**What the task asks:** Copy out the entries below exactly as they stand, but only from the line containing "x=237, y=89" through the line containing "x=87, y=174".

Segment Start: Raw data

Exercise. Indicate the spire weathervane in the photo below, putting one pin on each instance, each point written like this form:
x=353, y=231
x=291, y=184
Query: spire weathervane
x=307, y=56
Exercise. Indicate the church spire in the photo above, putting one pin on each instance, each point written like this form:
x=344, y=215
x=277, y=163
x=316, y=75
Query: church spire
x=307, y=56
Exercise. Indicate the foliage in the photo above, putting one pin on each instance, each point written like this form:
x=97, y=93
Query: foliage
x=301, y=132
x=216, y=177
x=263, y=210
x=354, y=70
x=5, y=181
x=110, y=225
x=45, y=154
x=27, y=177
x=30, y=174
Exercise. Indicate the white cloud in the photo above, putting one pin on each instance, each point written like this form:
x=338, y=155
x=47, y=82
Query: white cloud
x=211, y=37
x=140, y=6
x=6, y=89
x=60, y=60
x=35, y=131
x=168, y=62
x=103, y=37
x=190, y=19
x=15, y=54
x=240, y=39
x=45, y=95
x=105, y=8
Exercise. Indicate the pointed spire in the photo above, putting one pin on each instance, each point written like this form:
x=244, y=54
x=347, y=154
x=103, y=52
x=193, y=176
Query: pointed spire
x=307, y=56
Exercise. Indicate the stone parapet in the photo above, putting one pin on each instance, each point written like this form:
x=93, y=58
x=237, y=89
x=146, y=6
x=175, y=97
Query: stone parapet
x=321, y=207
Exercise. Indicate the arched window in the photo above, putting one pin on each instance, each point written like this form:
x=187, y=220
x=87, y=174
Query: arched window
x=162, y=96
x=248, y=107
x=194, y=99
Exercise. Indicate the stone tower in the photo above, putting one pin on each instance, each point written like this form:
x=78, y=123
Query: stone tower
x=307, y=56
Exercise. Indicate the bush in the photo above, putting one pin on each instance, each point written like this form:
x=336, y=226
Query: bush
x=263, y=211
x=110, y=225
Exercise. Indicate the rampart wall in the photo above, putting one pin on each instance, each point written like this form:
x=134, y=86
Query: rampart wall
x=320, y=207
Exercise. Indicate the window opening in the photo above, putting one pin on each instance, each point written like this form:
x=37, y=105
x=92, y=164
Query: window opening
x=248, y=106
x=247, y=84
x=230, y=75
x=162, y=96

Segment End: Raw data

**Solution:**
x=237, y=89
x=146, y=6
x=175, y=97
Query: stone parapet
x=321, y=207
Exercise. Indicate the arched window in the photo above, putting one pin on each instance, each point written like this form:
x=187, y=220
x=87, y=174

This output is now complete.